• YOUR INSTRUCTIONS
Repeat every record exactly, omitting the pictures.

(Point-per-instance localization data)

★ ★ ★ ★

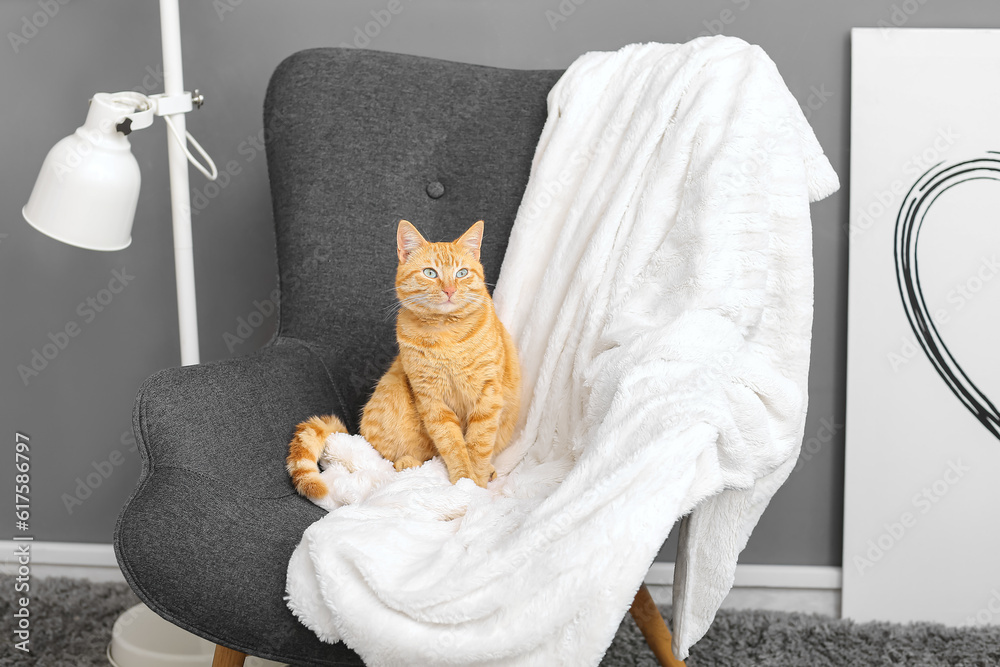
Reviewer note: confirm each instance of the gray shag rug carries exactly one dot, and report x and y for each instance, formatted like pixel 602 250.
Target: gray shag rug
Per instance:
pixel 72 619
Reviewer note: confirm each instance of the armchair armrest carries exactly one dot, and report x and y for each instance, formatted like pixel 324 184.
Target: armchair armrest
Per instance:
pixel 205 538
pixel 232 420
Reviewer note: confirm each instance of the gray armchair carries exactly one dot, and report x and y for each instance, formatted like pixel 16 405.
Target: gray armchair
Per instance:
pixel 356 140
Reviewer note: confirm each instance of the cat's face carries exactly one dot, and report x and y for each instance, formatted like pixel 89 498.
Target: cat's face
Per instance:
pixel 439 278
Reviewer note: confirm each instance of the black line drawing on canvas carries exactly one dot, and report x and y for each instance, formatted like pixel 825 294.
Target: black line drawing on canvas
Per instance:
pixel 918 201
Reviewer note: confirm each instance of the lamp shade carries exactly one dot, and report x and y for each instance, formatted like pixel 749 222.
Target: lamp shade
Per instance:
pixel 88 187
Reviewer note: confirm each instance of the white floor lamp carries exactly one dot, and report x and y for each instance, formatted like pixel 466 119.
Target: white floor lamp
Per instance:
pixel 86 195
pixel 88 187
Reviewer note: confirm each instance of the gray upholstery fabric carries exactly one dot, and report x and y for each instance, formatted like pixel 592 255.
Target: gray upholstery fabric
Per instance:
pixel 355 140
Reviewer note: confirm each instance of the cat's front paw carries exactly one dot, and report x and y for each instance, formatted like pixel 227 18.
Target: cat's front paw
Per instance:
pixel 458 473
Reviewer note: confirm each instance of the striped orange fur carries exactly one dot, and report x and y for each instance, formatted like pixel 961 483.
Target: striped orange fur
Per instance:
pixel 304 451
pixel 454 388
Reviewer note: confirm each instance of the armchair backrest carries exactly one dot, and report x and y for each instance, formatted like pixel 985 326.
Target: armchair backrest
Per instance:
pixel 358 139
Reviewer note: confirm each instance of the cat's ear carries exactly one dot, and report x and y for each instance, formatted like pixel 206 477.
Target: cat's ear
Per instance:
pixel 408 239
pixel 472 239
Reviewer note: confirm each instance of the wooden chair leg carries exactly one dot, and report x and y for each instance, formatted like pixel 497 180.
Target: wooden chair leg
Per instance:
pixel 227 657
pixel 653 628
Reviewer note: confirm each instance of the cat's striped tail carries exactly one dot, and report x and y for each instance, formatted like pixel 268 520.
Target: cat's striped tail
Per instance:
pixel 304 451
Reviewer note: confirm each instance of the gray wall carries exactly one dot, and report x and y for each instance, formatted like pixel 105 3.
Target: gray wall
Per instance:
pixel 77 410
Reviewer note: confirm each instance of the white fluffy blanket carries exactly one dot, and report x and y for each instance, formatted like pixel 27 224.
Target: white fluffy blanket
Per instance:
pixel 658 283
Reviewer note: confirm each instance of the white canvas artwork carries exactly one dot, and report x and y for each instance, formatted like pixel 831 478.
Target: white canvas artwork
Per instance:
pixel 922 479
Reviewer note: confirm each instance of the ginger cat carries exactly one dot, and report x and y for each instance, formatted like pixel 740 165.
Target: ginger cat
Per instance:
pixel 454 388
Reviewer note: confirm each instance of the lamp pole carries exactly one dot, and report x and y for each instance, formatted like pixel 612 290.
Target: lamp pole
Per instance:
pixel 180 195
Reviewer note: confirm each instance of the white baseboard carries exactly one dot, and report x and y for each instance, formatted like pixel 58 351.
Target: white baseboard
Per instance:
pixel 808 589
pixel 95 562
pixel 811 589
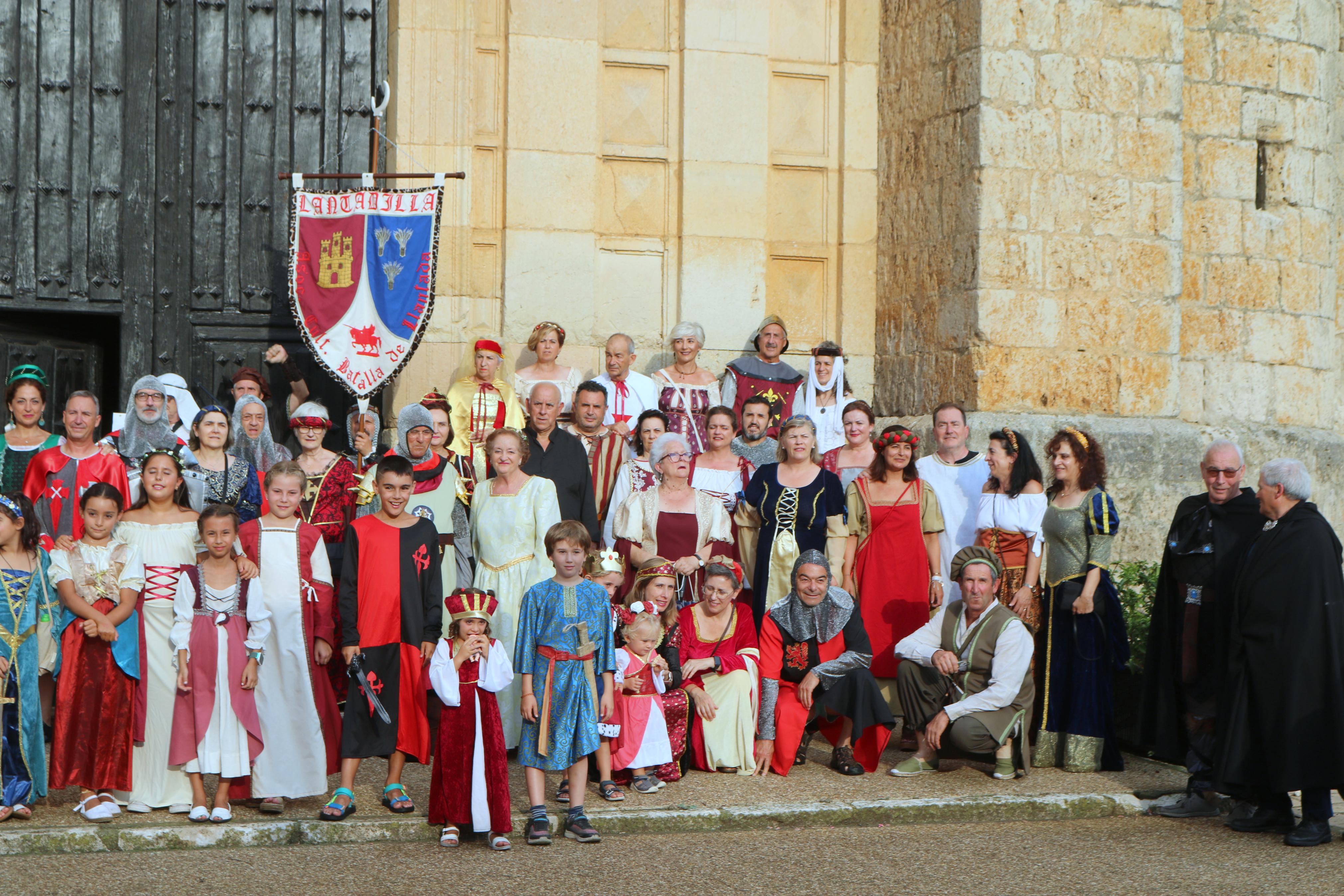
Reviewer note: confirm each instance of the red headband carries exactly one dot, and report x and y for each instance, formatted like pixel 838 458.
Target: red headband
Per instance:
pixel 888 440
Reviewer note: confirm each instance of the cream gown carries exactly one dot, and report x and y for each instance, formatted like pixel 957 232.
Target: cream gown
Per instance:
pixel 509 537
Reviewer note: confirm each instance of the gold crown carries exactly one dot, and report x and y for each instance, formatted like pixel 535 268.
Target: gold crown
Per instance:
pixel 336 262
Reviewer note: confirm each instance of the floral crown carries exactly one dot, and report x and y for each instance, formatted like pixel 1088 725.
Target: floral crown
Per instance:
pixel 897 437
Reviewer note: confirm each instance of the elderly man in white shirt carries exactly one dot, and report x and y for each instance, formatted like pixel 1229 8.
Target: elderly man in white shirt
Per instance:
pixel 968 683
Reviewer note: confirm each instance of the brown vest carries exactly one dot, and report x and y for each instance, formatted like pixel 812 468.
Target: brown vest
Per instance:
pixel 979 653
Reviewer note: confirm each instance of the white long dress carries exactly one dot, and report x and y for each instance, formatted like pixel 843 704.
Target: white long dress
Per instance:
pixel 224 749
pixel 509 538
pixel 163 551
pixel 957 488
pixel 286 706
pixel 496 674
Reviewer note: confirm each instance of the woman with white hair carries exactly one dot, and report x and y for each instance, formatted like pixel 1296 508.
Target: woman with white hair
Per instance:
pixel 672 520
pixel 687 390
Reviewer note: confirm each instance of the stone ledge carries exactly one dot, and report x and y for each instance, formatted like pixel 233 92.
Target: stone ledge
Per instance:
pixel 121 837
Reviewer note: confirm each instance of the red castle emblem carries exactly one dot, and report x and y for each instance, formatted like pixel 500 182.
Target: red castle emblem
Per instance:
pixel 366 342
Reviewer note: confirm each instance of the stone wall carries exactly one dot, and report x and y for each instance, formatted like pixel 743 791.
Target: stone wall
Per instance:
pixel 636 163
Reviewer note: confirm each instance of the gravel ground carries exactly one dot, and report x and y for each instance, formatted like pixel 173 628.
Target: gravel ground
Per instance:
pixel 1105 856
pixel 805 784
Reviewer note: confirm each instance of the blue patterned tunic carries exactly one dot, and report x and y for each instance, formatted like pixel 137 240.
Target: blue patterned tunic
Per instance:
pixel 548 609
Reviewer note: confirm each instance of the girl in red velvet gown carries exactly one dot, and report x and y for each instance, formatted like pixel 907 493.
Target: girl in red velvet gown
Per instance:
pixel 470 784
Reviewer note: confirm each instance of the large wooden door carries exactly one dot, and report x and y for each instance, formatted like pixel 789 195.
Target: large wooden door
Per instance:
pixel 139 150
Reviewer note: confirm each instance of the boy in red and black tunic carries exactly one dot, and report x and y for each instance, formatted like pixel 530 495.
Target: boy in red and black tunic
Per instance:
pixel 392 595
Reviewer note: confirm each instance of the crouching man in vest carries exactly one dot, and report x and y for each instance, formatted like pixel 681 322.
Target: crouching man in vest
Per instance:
pixel 968 680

★ ★ ★ ★

• RESULT BELOW
Reviewer note: confirm each instance of the gray shag rug carries exactly one dot, and report x and y for each instance, formatted like pixel 602 250.
Target: gray shag rug
Per instance:
pixel 72 619
Reviewer note: confirm each instance of the armchair armrest carries exactly one dot, and report x and y for each instance, formatted like pixel 324 184.
Target: armchair armrest
Per instance:
pixel 205 538
pixel 232 420
Reviewer note: confirm each instance of the gray armchair carries exactly one dot, and report x and y for each instance, formatted like pixel 16 405.
Target: gray armchair
Per instance:
pixel 356 140
Reviewer note: confirm each instance of the cat's face carries exactly one dot, and report x and y for each instance, formatted like pixel 89 498.
Target: cat's face
Per instance:
pixel 439 278
Reviewer note: confirm each instance of the black line drawing on canvas carries exactly one dot, and report x and y for each instance, formatted like pixel 825 294.
Target: black line drawing on canvas
Per instance:
pixel 918 201
Reviewer note: confirm each instance of the lamp shade carries exactly one dot, and report x and y for each instance, formatted like pixel 749 222.
Target: lamp shade
Per instance:
pixel 88 187
Reviewer note: confirm each instance of the white floor lamp carries exactly one dot, and report x and y for each instance, formatted like pixel 466 119.
Target: white floor lamp
Per instance:
pixel 86 195
pixel 88 187
Reviewer note: confirm each instance of the gray upholstery fabric carries exactly one dot, and report x and y for each instance, formatted like pixel 592 255.
Target: gray upholstery fabric
Per instance:
pixel 355 140
Reviewer note: confirm each instance of the cat's front paw carries exactly one dot, and report x and y for each instance, formatted like pixel 227 18.
Target: cat's front paw
Per instance:
pixel 458 473
Reviewer note: confirm each instance of the striped orange fur carries exactly one dot, and report x and y for each instance, formatted like pixel 961 483.
Target: striped orange fur
Per instance:
pixel 304 451
pixel 454 388
Reviewer note: confirm each instance of the armchair backrest carries exactly one dot, and report x and y for each instance, formatted like pixel 985 326.
Target: armchair backrest
Per instance:
pixel 358 139
Reviewer note: confirm each instance of the cat's ear carries exactly one dot, and report x and y for each instance, formatted like pixel 206 477.
Target: cat's ear
Per instance:
pixel 408 239
pixel 472 239
Reviewer note: confirm each instance of the wooden chair leg carries exactly one dot, and report x and y for each instance, formatted like pixel 497 180.
Target: wooden chair leg
Per instance:
pixel 227 657
pixel 653 628
Reviewer note: confirm each instance of the cat's striped tail carries exactly one dot, and report x and y for each instance, formatted like pixel 268 520.
Target: cat's striped tail
Per instance:
pixel 304 451
Reviewer note: confirm each instance of the gray wall carries exactly one dot, and report x and y for each instance, formatted like pixel 105 3.
Target: gray wall
Per instance:
pixel 77 410
Reviewer note: confirm each instance of the white fluffy blanket carries exactly one dot, and report x and y for each instance, formatted like pixel 27 224.
Target: white fluffy blanket
Per instance:
pixel 658 283
Reviewer note: confirm each instance of the white canvas artwork carries exactly one dot, and report x and y for each instance, formatted like pixel 831 478.
Target: white canvas artwork
Per instance:
pixel 922 479
Reviewer note: confirm each instance of the ginger cat carries exactly one dot, and report x and y for each instance, formatted like pixel 740 165.
Target: ginger cat
Per instance:
pixel 454 388
Reviewer note: confirm each instance of the lamp pole carries exactly one dot, and report x and y for each instance, formatted like pixel 612 290.
Target: lamp pole
Per instance:
pixel 180 195
Reviewer note: confirm each instance of the white baseboard carries exactly one dot, and report x and y for each instance, formatted like pixel 58 351.
Target: white baseboard
Per instance:
pixel 808 589
pixel 95 562
pixel 811 589
Reviewer note: confirm each instance of the red headband carries exactly one dot, and report x and y for each instance, formatted like pixel 838 458.
Target: red headband
Per instance:
pixel 888 440
Reviewer note: confirm each instance of the cream gown carries exactly one dot, and report x and y for each instance, formatted like pixel 957 232.
Target: cream gown
Per instance:
pixel 509 537
Reviewer note: confirm each instance of the gold crown carries exactly one dot, and report x and y for each instance, formatted like pixel 535 268.
Target: gold crown
Per instance:
pixel 336 262
Reviewer note: confirm each instance of the floral crown carries exactly one dot, and report x and y for each instance, formatted like pixel 1088 725.
Target: floral crown
Per instance:
pixel 897 437
Reviewer note: confirm each instance of the elderly man in white shirt carries exactly one dot, and report x and y for each instance, formatted like pixel 1229 8.
Target: elderly man in white shirt
Per instance:
pixel 968 683
Reviewer note: confirm each instance of the brown vest carries exactly one dot, and report x and y for each instance, formatted like pixel 812 468.
Target: brown vest
Per instance:
pixel 979 653
Reviewer note: confirm each instance of the white long dress carries exactly one dot, and report x and y for each instance, formatted like pixel 843 704.
Target: white long dress
Per instance:
pixel 224 749
pixel 509 538
pixel 163 551
pixel 957 488
pixel 286 706
pixel 496 674
Reviewer note: confirm each instance of the woman with white hair carries exactly one dot, and report x and y for each instance, formatted like pixel 1296 508.
Target: woman with white hair
Per instance:
pixel 672 520
pixel 687 390
Reviewer note: confirm each instance of the stone ledge carries exactly one dot, and report x and y for each instance, formatted like pixel 233 92.
Target: stone ledge
Per instance:
pixel 121 837
Reviewer note: confirm each instance of the red castle emblem carries exactly one dot, and report x and y for each instance, formatted like pixel 500 182.
Target: red castle emblem
Per instance:
pixel 366 342
Reviewer note: confirm each instance of the stone wall carries exactly one dot, and report x and y for each instance, formatted like pixel 743 791.
Target: stone wall
Per instance:
pixel 636 163
Reviewer note: confirm each instance of the gravel ground carries exactly one dot, and report x and y for each instance, formatted like pixel 173 628.
Target: gravel ground
Per instance:
pixel 1105 856
pixel 805 784
Reviewer note: confirm each instance of the blue patterned tunic carries exactly one dot, and report x and y for each instance, formatted like pixel 137 240.
Target: blue patterned tunic
Per instance:
pixel 548 609
Reviewer note: confirm each instance of the girl in red velvet gown carries exactly one dot, and report x and y for each instance, formatted like pixel 907 493.
Target: girl in red velvet gown
Per instance:
pixel 470 784
Reviewer note: confirm each instance of the large wooden door carries exactly one dot, and report x and y for each instance, formatted like pixel 789 195.
Target: large wooden door
Per instance:
pixel 139 150
Reviewer note: confirm each instance of the boy in red and black tunic carries exactly one dot, and report x and y for each instance, formatted like pixel 530 495.
Target: boy in red and black tunic
Per instance:
pixel 392 595
Reviewer note: confirm each instance of the crouching man in vest carries exactly one dot, and report x and y for each instance, formatted like pixel 681 322.
Target: crouching man in vest
Per instance:
pixel 968 680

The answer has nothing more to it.